═════ SOURCE MATERIAL

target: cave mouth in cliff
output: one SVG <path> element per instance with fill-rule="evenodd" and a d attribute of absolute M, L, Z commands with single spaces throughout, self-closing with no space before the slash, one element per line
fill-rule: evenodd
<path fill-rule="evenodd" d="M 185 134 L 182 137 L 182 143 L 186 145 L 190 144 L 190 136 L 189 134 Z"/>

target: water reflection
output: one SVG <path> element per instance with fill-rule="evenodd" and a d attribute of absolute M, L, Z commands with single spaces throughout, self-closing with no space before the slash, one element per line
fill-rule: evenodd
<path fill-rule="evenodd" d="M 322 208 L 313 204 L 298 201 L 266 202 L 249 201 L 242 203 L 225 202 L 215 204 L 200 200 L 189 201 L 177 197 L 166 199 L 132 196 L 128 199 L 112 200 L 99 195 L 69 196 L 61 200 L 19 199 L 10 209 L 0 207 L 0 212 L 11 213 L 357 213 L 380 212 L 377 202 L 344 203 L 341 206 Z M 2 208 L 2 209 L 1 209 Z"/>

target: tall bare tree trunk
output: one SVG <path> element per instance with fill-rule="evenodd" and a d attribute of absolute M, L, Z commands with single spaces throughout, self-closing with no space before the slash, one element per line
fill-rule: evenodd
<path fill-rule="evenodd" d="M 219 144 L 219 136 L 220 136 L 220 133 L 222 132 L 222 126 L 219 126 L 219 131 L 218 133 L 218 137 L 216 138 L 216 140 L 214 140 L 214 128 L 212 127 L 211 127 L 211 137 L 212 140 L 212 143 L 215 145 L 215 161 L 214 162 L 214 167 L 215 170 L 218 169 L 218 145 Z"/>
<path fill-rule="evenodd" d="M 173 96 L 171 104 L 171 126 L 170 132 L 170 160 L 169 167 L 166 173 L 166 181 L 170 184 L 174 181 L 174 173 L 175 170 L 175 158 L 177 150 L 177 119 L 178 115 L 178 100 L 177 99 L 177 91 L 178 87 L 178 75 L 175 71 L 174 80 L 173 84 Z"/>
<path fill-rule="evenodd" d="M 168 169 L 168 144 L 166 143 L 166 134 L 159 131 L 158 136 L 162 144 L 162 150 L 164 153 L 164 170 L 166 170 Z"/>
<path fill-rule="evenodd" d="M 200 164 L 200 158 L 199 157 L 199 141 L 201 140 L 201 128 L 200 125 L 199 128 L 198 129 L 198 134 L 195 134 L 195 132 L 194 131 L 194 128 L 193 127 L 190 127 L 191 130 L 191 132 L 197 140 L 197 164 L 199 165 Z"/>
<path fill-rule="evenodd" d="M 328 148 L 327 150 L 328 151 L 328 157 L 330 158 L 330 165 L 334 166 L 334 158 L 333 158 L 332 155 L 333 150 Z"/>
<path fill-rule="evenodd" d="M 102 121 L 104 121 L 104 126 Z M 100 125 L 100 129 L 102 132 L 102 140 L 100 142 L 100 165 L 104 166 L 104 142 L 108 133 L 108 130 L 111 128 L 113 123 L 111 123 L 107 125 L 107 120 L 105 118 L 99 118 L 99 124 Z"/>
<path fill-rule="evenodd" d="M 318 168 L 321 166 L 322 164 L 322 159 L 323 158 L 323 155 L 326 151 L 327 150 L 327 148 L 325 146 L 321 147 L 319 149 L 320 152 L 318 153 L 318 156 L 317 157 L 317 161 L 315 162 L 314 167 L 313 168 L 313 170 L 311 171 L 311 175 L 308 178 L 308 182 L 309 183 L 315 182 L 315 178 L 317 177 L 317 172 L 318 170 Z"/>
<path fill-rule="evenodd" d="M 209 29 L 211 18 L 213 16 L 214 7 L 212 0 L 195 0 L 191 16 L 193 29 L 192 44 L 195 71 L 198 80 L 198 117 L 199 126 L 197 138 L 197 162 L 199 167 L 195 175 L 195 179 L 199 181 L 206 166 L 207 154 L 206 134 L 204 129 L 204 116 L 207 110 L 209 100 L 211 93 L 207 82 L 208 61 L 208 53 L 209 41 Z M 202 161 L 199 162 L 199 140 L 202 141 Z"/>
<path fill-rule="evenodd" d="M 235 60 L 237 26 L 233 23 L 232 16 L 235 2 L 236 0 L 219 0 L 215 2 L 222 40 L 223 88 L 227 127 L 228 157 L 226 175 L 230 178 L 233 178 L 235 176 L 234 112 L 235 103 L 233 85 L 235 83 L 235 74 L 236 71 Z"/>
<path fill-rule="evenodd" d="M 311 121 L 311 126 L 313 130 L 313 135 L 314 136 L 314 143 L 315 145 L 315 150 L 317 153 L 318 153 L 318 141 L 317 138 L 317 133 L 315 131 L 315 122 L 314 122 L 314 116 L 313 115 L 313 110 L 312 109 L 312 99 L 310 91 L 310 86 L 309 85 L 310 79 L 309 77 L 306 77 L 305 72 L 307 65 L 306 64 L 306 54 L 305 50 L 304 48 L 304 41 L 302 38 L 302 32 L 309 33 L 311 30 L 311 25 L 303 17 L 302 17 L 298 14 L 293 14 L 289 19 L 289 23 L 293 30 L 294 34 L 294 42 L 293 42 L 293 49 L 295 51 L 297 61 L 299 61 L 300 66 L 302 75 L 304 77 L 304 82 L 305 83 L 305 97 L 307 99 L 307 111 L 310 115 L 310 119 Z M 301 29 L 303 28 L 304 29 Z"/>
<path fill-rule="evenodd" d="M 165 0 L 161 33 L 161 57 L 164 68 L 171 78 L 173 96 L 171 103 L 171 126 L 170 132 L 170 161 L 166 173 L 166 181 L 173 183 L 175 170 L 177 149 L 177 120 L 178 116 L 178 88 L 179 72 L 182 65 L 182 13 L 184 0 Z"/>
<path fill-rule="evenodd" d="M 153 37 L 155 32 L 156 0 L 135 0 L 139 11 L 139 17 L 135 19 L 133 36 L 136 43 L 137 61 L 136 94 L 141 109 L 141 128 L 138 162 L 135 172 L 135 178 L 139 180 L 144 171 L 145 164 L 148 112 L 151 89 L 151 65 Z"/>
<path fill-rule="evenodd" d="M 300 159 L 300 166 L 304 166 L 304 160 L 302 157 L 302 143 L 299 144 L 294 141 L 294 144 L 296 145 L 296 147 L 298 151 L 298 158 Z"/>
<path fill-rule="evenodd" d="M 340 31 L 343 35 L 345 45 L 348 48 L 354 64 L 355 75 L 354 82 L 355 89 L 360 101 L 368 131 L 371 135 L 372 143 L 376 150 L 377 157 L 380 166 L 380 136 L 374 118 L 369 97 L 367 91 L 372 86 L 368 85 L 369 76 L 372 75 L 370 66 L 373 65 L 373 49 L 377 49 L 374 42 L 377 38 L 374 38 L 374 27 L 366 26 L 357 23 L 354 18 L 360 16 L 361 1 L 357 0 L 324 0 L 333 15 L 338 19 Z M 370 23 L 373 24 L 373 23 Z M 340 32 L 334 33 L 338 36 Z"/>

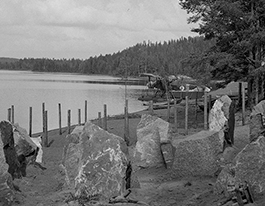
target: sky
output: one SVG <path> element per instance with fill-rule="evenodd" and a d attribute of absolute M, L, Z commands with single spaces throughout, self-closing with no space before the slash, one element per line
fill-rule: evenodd
<path fill-rule="evenodd" d="M 178 0 L 0 0 L 0 57 L 79 58 L 196 36 Z"/>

══════════

**EXERCISE BRIEF:**
Render every entry above as a two-column CSV with the headers source and result, one row per entry: the entry's text goes in source and its answer in result. Put each in a single quoted field with line breaks replaced by spaces, and leave the pictures out.

**RIGHT ANSWER:**
source,result
"target: cave mouth in cliff output: one SVG <path> element per instance with fill-rule=""evenodd"" and a d attribute of absolute M, L, Z commands with single spaces throughout, self-closing with no space before the slash, one element per line fill-rule: evenodd","<path fill-rule=""evenodd"" d=""M 185 134 L 182 137 L 182 143 L 186 145 L 190 144 L 190 136 L 189 134 Z""/>"
"target: water reflection output: one SVG <path> element per instance with fill-rule=""evenodd"" and a d attribute of absolute M, L, Z commands with single spaces throughout, self-closing with no space before the slash, one element per line fill-rule: evenodd","<path fill-rule=""evenodd"" d=""M 322 208 L 313 204 L 298 201 L 266 202 L 249 201 L 242 203 L 225 202 L 215 204 L 200 200 L 189 201 L 177 197 L 166 199 L 132 196 L 128 199 L 112 200 L 99 195 L 69 196 L 61 200 L 19 199 L 10 209 L 0 207 L 0 212 L 11 213 L 357 213 L 380 212 L 377 202 L 344 203 L 341 206 Z M 2 208 L 2 209 L 1 209 Z""/>"
"target: tall bare tree trunk output: one SVG <path> element per instance with fill-rule=""evenodd"" and a d attribute of absolute M, L, Z commands with single spaces throughout, self-closing with no space before the slash, one element per line fill-rule: evenodd","<path fill-rule=""evenodd"" d=""M 219 144 L 219 136 L 220 136 L 220 133 L 222 132 L 222 126 L 219 126 L 219 131 L 218 133 L 218 137 L 216 138 L 216 140 L 214 140 L 214 128 L 212 127 L 211 127 L 211 137 L 212 140 L 212 143 L 215 145 L 215 161 L 214 162 L 214 167 L 215 170 L 218 169 L 218 145 Z""/> <path fill-rule=""evenodd"" d=""M 173 96 L 171 104 L 171 126 L 170 132 L 170 160 L 169 167 L 166 173 L 166 181 L 170 184 L 174 181 L 174 173 L 175 170 L 175 158 L 177 150 L 177 119 L 178 115 L 178 100 L 177 99 L 177 91 L 178 87 L 178 75 L 175 71 L 174 80 L 173 84 Z""/> <path fill-rule=""evenodd"" d=""M 168 169 L 168 144 L 166 143 L 166 134 L 159 131 L 158 136 L 162 144 L 162 150 L 164 153 L 164 170 L 166 170 Z""/> <path fill-rule=""evenodd"" d=""M 200 164 L 200 158 L 199 157 L 199 141 L 201 140 L 201 128 L 200 125 L 199 128 L 198 129 L 198 134 L 195 134 L 195 132 L 194 131 L 194 128 L 193 127 L 190 127 L 191 130 L 191 132 L 197 140 L 197 164 L 199 165 Z""/> <path fill-rule=""evenodd"" d=""M 328 148 L 327 150 L 328 151 L 328 157 L 330 158 L 330 165 L 334 166 L 334 158 L 333 158 L 332 155 L 333 150 Z""/> <path fill-rule=""evenodd"" d=""M 102 121 L 104 121 L 104 126 Z M 100 125 L 100 129 L 102 132 L 102 140 L 100 142 L 100 165 L 104 166 L 104 142 L 108 133 L 108 130 L 111 128 L 113 123 L 111 123 L 107 125 L 107 120 L 105 118 L 99 118 L 99 124 Z""/> <path fill-rule=""evenodd"" d=""M 318 168 L 321 166 L 322 164 L 322 159 L 323 158 L 323 155 L 326 151 L 327 150 L 327 148 L 325 146 L 321 147 L 319 149 L 320 152 L 318 153 L 318 156 L 317 157 L 317 161 L 315 162 L 314 167 L 313 168 L 313 170 L 311 171 L 311 175 L 308 178 L 308 182 L 309 183 L 315 182 L 315 178 L 317 177 L 317 172 L 318 170 Z""/> <path fill-rule=""evenodd"" d=""M 209 29 L 211 18 L 213 16 L 214 7 L 212 0 L 195 0 L 191 16 L 193 29 L 192 44 L 195 71 L 198 80 L 198 117 L 199 126 L 197 138 L 197 162 L 199 167 L 195 175 L 195 179 L 199 181 L 206 166 L 207 154 L 206 134 L 204 129 L 204 116 L 207 110 L 209 100 L 211 93 L 207 82 L 208 61 L 208 53 L 209 41 Z M 202 161 L 199 162 L 199 140 L 202 141 Z""/> <path fill-rule=""evenodd"" d=""M 235 60 L 237 26 L 233 23 L 232 16 L 235 2 L 236 0 L 219 0 L 215 2 L 222 40 L 223 88 L 227 127 L 228 157 L 226 175 L 230 178 L 233 178 L 235 176 L 234 112 L 235 103 L 233 85 L 235 83 L 235 74 L 236 71 Z""/> <path fill-rule=""evenodd"" d=""M 311 121 L 311 126 L 313 130 L 313 135 L 314 136 L 314 143 L 315 145 L 315 150 L 317 153 L 318 153 L 318 141 L 317 138 L 317 133 L 315 131 L 315 122 L 314 122 L 314 116 L 313 115 L 313 110 L 312 109 L 312 99 L 310 91 L 310 86 L 309 85 L 310 79 L 309 77 L 306 77 L 305 72 L 307 65 L 306 64 L 306 54 L 305 50 L 304 48 L 304 41 L 302 38 L 302 32 L 309 33 L 311 30 L 311 25 L 303 17 L 302 17 L 298 14 L 293 14 L 289 19 L 289 23 L 293 30 L 294 34 L 294 42 L 293 42 L 293 49 L 295 51 L 297 61 L 299 61 L 300 66 L 302 75 L 304 77 L 304 82 L 305 83 L 305 97 L 307 99 L 307 111 L 310 115 L 310 119 Z M 301 29 L 303 28 L 304 29 Z""/> <path fill-rule=""evenodd"" d=""M 165 0 L 161 33 L 161 57 L 164 68 L 171 78 L 173 96 L 171 103 L 171 126 L 170 132 L 170 161 L 166 173 L 166 181 L 173 183 L 175 170 L 177 149 L 177 120 L 178 116 L 178 88 L 179 72 L 182 65 L 182 13 L 184 0 Z""/> <path fill-rule=""evenodd"" d=""M 153 37 L 155 32 L 156 0 L 135 0 L 139 11 L 139 17 L 135 19 L 133 36 L 136 43 L 137 61 L 136 94 L 141 109 L 141 128 L 138 162 L 135 172 L 135 178 L 139 180 L 144 171 L 145 164 L 148 112 L 151 89 L 151 65 Z""/> <path fill-rule=""evenodd"" d=""M 300 159 L 300 166 L 304 166 L 304 160 L 302 157 L 302 143 L 299 144 L 294 141 L 294 144 L 296 145 L 296 147 L 298 151 L 298 158 Z""/> <path fill-rule=""evenodd"" d=""M 340 31 L 343 35 L 345 45 L 348 48 L 354 64 L 355 75 L 354 82 L 355 89 L 360 101 L 368 131 L 371 135 L 372 143 L 376 150 L 377 157 L 380 166 L 380 136 L 374 118 L 369 97 L 367 91 L 372 86 L 368 85 L 369 76 L 372 75 L 370 66 L 373 65 L 373 49 L 377 49 L 374 42 L 377 38 L 374 38 L 374 27 L 366 26 L 357 23 L 354 18 L 360 16 L 361 1 L 357 0 L 324 0 L 333 15 L 338 19 Z M 370 23 L 373 24 L 373 23 Z M 340 32 L 334 33 L 338 36 Z""/>"
"target: sky output: one SVG <path> element per instance with fill-rule=""evenodd"" and a d attribute of absolute M, L, Z commands with single spaces throughout, self-closing with no space before the slash, one element per line fill-rule: evenodd","<path fill-rule=""evenodd"" d=""M 178 0 L 0 0 L 0 57 L 79 58 L 196 36 Z""/>"